§ WHAT IS NEEDED
Output only the span of lines that begins at the line containing "Please segment every instance of the road" and ends at the last line of the data, both included, exactly as they appear.

-- Start TASK DATA --

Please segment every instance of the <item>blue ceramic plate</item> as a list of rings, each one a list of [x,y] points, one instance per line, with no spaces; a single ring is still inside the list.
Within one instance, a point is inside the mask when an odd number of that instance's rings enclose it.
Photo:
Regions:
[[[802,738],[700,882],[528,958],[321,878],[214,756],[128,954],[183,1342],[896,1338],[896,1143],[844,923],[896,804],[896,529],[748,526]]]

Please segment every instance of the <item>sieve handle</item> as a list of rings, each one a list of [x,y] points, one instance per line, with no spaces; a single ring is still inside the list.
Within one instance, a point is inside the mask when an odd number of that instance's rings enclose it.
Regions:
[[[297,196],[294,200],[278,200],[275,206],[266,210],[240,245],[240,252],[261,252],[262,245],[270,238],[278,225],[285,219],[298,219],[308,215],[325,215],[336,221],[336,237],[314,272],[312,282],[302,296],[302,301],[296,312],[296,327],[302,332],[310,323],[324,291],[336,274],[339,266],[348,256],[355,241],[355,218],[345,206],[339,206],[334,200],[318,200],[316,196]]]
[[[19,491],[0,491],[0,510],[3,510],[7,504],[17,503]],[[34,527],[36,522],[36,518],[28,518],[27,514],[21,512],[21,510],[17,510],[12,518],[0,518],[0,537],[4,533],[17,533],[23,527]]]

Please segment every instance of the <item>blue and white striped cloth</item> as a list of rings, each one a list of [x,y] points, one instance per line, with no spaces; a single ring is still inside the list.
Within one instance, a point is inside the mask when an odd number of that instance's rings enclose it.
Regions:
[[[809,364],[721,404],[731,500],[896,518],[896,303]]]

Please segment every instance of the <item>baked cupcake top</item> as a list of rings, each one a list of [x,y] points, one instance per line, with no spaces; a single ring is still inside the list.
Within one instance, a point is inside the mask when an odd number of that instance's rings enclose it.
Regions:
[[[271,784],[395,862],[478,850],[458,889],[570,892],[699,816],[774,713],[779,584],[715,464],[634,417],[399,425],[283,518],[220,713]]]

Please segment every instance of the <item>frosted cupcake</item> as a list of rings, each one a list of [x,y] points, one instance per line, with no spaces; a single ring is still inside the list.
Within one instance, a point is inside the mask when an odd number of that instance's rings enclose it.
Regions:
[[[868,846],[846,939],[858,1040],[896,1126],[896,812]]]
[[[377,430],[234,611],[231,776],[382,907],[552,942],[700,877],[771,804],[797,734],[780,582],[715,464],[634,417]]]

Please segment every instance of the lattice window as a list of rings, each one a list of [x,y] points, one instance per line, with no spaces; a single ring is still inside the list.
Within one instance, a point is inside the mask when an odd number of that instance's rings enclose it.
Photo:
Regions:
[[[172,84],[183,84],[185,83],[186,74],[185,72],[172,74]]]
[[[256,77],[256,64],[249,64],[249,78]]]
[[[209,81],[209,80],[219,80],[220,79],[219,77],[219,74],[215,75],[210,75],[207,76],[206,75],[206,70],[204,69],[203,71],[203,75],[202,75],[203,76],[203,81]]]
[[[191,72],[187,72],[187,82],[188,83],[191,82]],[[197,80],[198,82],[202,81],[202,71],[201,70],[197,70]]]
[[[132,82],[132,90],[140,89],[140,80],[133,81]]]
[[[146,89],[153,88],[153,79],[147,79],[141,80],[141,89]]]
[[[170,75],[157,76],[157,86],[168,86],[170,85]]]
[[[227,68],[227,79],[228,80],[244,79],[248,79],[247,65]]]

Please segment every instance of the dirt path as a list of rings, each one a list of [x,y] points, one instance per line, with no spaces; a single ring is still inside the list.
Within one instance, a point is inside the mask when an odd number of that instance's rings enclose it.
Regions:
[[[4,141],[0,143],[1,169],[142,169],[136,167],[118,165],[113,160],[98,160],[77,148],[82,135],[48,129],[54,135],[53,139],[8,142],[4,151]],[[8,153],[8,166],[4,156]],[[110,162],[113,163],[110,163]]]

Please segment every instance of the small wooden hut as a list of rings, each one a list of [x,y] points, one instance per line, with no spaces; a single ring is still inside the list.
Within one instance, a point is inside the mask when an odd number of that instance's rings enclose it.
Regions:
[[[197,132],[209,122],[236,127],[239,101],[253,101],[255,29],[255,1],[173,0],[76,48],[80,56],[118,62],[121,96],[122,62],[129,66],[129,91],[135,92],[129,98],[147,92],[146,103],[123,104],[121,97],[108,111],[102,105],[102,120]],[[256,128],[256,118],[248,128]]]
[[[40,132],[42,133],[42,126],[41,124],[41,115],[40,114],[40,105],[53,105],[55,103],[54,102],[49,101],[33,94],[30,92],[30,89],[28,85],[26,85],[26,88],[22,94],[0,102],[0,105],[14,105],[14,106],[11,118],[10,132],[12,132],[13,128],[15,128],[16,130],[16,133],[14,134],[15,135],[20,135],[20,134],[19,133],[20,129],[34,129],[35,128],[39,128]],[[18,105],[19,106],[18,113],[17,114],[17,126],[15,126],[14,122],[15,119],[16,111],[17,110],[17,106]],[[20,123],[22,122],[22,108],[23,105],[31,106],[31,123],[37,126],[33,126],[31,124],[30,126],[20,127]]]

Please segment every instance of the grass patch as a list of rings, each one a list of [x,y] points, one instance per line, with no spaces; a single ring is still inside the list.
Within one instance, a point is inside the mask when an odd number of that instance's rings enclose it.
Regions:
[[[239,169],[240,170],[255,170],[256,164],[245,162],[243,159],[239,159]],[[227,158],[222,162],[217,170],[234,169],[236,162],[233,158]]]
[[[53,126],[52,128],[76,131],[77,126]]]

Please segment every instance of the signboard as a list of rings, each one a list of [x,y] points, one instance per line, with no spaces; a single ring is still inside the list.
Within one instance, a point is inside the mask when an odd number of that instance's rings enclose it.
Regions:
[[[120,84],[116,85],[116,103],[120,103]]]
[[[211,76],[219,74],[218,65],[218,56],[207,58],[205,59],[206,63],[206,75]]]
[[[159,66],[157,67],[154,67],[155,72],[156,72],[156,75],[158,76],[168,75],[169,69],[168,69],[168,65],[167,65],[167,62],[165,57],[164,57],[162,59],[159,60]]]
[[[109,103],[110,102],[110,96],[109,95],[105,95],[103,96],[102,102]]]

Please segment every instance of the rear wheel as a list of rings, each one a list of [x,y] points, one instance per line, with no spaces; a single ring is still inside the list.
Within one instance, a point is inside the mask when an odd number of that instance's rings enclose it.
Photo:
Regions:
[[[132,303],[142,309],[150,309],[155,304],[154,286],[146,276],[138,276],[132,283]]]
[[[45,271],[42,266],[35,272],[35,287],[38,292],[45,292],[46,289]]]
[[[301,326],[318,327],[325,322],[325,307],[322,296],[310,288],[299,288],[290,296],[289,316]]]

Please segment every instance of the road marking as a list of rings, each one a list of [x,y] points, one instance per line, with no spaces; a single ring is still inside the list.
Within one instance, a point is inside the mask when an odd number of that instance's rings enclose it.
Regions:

-- End TASK DATA --

§ THE OUTPUT
Please segment every instance of the road marking as a list of rings, each one a list of [x,y] points, one instance per line, with no spaces; a single ring is still inside the list.
Within one instance, a point is inside the mask when an odd number of that instance's rings enclose it.
Regions:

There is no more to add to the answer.